Lines from the one containing "man in plaid" through the end of the material below should be given again exactly, with no others.

'''

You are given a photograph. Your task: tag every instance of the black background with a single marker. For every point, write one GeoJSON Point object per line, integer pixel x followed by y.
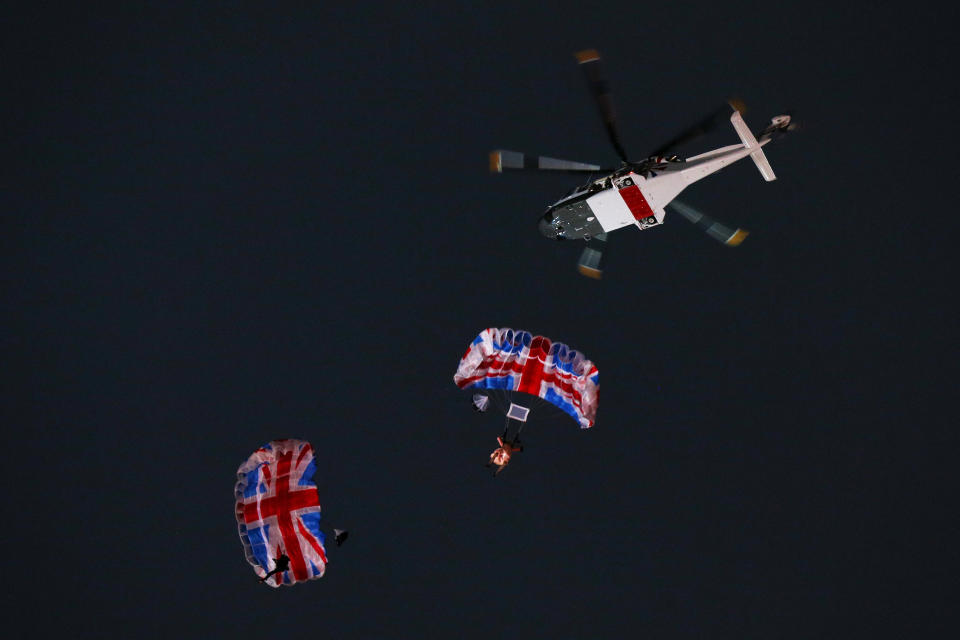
{"type": "Point", "coordinates": [223, 226]}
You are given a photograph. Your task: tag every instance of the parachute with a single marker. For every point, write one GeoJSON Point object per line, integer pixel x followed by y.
{"type": "Point", "coordinates": [278, 512]}
{"type": "Point", "coordinates": [514, 360]}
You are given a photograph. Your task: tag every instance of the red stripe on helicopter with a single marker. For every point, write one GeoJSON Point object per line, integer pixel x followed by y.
{"type": "Point", "coordinates": [635, 201]}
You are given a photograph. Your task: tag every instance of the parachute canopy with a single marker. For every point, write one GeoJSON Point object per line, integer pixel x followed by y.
{"type": "Point", "coordinates": [278, 511]}
{"type": "Point", "coordinates": [515, 360]}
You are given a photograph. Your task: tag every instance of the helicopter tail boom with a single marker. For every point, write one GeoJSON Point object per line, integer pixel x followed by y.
{"type": "Point", "coordinates": [750, 142]}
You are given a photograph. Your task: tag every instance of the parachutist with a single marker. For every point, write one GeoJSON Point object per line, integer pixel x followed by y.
{"type": "Point", "coordinates": [281, 564]}
{"type": "Point", "coordinates": [501, 456]}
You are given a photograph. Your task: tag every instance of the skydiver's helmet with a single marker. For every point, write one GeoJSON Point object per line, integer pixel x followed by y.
{"type": "Point", "coordinates": [480, 402]}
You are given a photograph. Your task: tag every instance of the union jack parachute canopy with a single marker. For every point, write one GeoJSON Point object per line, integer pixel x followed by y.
{"type": "Point", "coordinates": [515, 360]}
{"type": "Point", "coordinates": [278, 512]}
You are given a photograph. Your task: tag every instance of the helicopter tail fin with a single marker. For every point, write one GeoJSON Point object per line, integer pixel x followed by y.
{"type": "Point", "coordinates": [750, 142]}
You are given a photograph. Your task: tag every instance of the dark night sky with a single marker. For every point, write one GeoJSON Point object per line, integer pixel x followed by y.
{"type": "Point", "coordinates": [225, 226]}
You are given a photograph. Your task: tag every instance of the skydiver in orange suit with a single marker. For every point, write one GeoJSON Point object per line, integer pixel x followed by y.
{"type": "Point", "coordinates": [501, 456]}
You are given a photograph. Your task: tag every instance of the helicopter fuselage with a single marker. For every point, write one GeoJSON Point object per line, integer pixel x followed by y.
{"type": "Point", "coordinates": [635, 194]}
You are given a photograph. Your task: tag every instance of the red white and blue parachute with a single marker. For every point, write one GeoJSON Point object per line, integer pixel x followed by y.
{"type": "Point", "coordinates": [278, 511]}
{"type": "Point", "coordinates": [515, 360]}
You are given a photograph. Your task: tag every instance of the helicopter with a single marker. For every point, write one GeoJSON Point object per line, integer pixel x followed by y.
{"type": "Point", "coordinates": [637, 192]}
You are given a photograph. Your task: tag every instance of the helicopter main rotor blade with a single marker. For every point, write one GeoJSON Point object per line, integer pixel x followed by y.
{"type": "Point", "coordinates": [592, 260]}
{"type": "Point", "coordinates": [711, 121]}
{"type": "Point", "coordinates": [515, 161]}
{"type": "Point", "coordinates": [714, 229]}
{"type": "Point", "coordinates": [590, 63]}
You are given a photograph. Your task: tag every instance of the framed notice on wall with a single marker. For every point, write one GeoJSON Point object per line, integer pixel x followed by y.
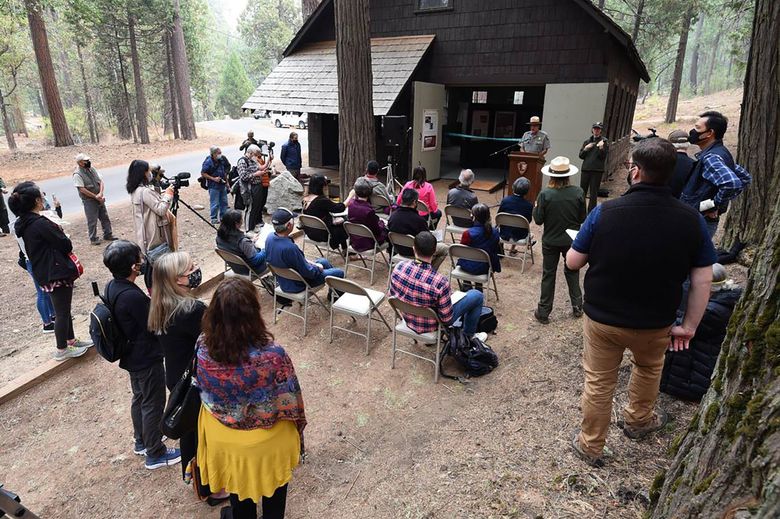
{"type": "Point", "coordinates": [430, 129]}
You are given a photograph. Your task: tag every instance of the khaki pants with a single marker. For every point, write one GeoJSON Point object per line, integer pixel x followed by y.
{"type": "Point", "coordinates": [604, 347]}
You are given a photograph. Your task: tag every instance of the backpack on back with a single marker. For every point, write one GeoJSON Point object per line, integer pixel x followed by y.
{"type": "Point", "coordinates": [104, 331]}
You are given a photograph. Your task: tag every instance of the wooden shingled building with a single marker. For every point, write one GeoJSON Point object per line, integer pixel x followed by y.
{"type": "Point", "coordinates": [467, 75]}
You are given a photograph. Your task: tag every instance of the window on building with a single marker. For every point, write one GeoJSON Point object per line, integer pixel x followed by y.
{"type": "Point", "coordinates": [433, 5]}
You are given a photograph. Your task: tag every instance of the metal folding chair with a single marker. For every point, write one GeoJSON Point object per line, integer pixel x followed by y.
{"type": "Point", "coordinates": [355, 301]}
{"type": "Point", "coordinates": [357, 229]}
{"type": "Point", "coordinates": [399, 309]}
{"type": "Point", "coordinates": [457, 252]}
{"type": "Point", "coordinates": [302, 298]}
{"type": "Point", "coordinates": [515, 221]}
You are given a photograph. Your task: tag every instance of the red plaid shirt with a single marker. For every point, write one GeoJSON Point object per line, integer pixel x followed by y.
{"type": "Point", "coordinates": [419, 284]}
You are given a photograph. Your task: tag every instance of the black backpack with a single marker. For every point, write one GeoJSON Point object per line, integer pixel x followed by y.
{"type": "Point", "coordinates": [476, 357]}
{"type": "Point", "coordinates": [106, 335]}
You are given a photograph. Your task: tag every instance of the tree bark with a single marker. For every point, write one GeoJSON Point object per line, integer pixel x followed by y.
{"type": "Point", "coordinates": [674, 93]}
{"type": "Point", "coordinates": [141, 116]}
{"type": "Point", "coordinates": [181, 69]}
{"type": "Point", "coordinates": [355, 82]}
{"type": "Point", "coordinates": [694, 73]}
{"type": "Point", "coordinates": [758, 129]}
{"type": "Point", "coordinates": [91, 124]}
{"type": "Point", "coordinates": [727, 464]}
{"type": "Point", "coordinates": [40, 40]}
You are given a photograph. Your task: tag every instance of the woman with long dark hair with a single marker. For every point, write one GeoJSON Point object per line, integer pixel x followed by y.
{"type": "Point", "coordinates": [426, 194]}
{"type": "Point", "coordinates": [250, 428]}
{"type": "Point", "coordinates": [49, 251]}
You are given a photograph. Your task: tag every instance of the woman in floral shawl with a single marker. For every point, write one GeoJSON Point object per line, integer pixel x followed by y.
{"type": "Point", "coordinates": [250, 430]}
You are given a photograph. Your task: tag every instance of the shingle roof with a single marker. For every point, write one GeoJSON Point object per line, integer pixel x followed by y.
{"type": "Point", "coordinates": [306, 81]}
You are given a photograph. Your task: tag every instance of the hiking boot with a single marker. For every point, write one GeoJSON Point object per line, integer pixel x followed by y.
{"type": "Point", "coordinates": [593, 461]}
{"type": "Point", "coordinates": [659, 421]}
{"type": "Point", "coordinates": [70, 352]}
{"type": "Point", "coordinates": [168, 458]}
{"type": "Point", "coordinates": [541, 318]}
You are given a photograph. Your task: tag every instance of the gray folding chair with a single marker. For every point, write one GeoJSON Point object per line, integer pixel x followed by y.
{"type": "Point", "coordinates": [302, 298]}
{"type": "Point", "coordinates": [515, 221]}
{"type": "Point", "coordinates": [357, 229]}
{"type": "Point", "coordinates": [313, 223]}
{"type": "Point", "coordinates": [451, 211]}
{"type": "Point", "coordinates": [457, 252]}
{"type": "Point", "coordinates": [399, 309]}
{"type": "Point", "coordinates": [355, 301]}
{"type": "Point", "coordinates": [395, 239]}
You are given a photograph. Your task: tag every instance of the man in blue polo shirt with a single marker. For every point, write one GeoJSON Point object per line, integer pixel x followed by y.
{"type": "Point", "coordinates": [640, 249]}
{"type": "Point", "coordinates": [282, 252]}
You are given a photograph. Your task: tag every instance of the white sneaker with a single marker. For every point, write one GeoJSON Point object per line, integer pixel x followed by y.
{"type": "Point", "coordinates": [70, 352]}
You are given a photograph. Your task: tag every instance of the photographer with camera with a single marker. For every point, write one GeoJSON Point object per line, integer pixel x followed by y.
{"type": "Point", "coordinates": [255, 178]}
{"type": "Point", "coordinates": [152, 219]}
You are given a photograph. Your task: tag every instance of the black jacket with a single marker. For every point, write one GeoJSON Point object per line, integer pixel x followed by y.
{"type": "Point", "coordinates": [687, 373]}
{"type": "Point", "coordinates": [131, 308]}
{"type": "Point", "coordinates": [47, 248]}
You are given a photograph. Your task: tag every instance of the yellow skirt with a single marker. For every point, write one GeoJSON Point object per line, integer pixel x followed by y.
{"type": "Point", "coordinates": [251, 463]}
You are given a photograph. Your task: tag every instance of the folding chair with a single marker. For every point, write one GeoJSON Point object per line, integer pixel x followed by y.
{"type": "Point", "coordinates": [356, 229]}
{"type": "Point", "coordinates": [396, 239]}
{"type": "Point", "coordinates": [308, 222]}
{"type": "Point", "coordinates": [457, 252]}
{"type": "Point", "coordinates": [515, 221]}
{"type": "Point", "coordinates": [399, 309]}
{"type": "Point", "coordinates": [302, 298]}
{"type": "Point", "coordinates": [355, 301]}
{"type": "Point", "coordinates": [451, 211]}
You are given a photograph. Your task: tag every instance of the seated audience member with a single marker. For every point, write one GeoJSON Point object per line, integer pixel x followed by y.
{"type": "Point", "coordinates": [426, 192]}
{"type": "Point", "coordinates": [516, 204]}
{"type": "Point", "coordinates": [418, 283]}
{"type": "Point", "coordinates": [319, 205]}
{"type": "Point", "coordinates": [377, 187]}
{"type": "Point", "coordinates": [360, 211]}
{"type": "Point", "coordinates": [282, 252]}
{"type": "Point", "coordinates": [687, 373]}
{"type": "Point", "coordinates": [144, 356]}
{"type": "Point", "coordinates": [406, 220]}
{"type": "Point", "coordinates": [481, 235]}
{"type": "Point", "coordinates": [252, 417]}
{"type": "Point", "coordinates": [462, 196]}
{"type": "Point", "coordinates": [232, 239]}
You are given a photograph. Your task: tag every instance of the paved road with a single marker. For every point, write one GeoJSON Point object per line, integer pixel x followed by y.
{"type": "Point", "coordinates": [116, 176]}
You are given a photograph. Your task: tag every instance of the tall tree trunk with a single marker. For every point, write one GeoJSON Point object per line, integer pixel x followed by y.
{"type": "Point", "coordinates": [181, 67]}
{"type": "Point", "coordinates": [727, 464]}
{"type": "Point", "coordinates": [355, 82]}
{"type": "Point", "coordinates": [140, 97]}
{"type": "Point", "coordinates": [674, 94]}
{"type": "Point", "coordinates": [40, 40]}
{"type": "Point", "coordinates": [694, 74]}
{"type": "Point", "coordinates": [638, 20]}
{"type": "Point", "coordinates": [93, 132]}
{"type": "Point", "coordinates": [308, 7]}
{"type": "Point", "coordinates": [758, 129]}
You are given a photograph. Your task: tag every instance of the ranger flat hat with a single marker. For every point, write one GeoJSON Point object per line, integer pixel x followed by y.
{"type": "Point", "coordinates": [559, 168]}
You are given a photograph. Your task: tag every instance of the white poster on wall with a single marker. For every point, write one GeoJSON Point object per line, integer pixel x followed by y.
{"type": "Point", "coordinates": [430, 129]}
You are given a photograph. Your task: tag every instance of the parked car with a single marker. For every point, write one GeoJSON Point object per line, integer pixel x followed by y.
{"type": "Point", "coordinates": [296, 119]}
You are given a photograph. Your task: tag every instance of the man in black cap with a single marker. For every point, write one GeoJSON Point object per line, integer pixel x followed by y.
{"type": "Point", "coordinates": [282, 252]}
{"type": "Point", "coordinates": [594, 155]}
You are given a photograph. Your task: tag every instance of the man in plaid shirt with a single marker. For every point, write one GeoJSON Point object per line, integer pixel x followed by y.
{"type": "Point", "coordinates": [419, 284]}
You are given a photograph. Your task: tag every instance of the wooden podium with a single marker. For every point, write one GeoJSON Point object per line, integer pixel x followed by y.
{"type": "Point", "coordinates": [533, 172]}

'''

*Result for this exercise*:
You are given a photograph. Your task: tag every instance of the man in plaid shirt with a single marker. For every point, write one GeoJSON Point object per line, integer pixel x followed by y.
{"type": "Point", "coordinates": [419, 284]}
You are given a photograph. Your task: tag every instance of the wooden podium with a single marker. For every point, write one GeoJSON Point object per line, integer pixel x followed by y.
{"type": "Point", "coordinates": [533, 172]}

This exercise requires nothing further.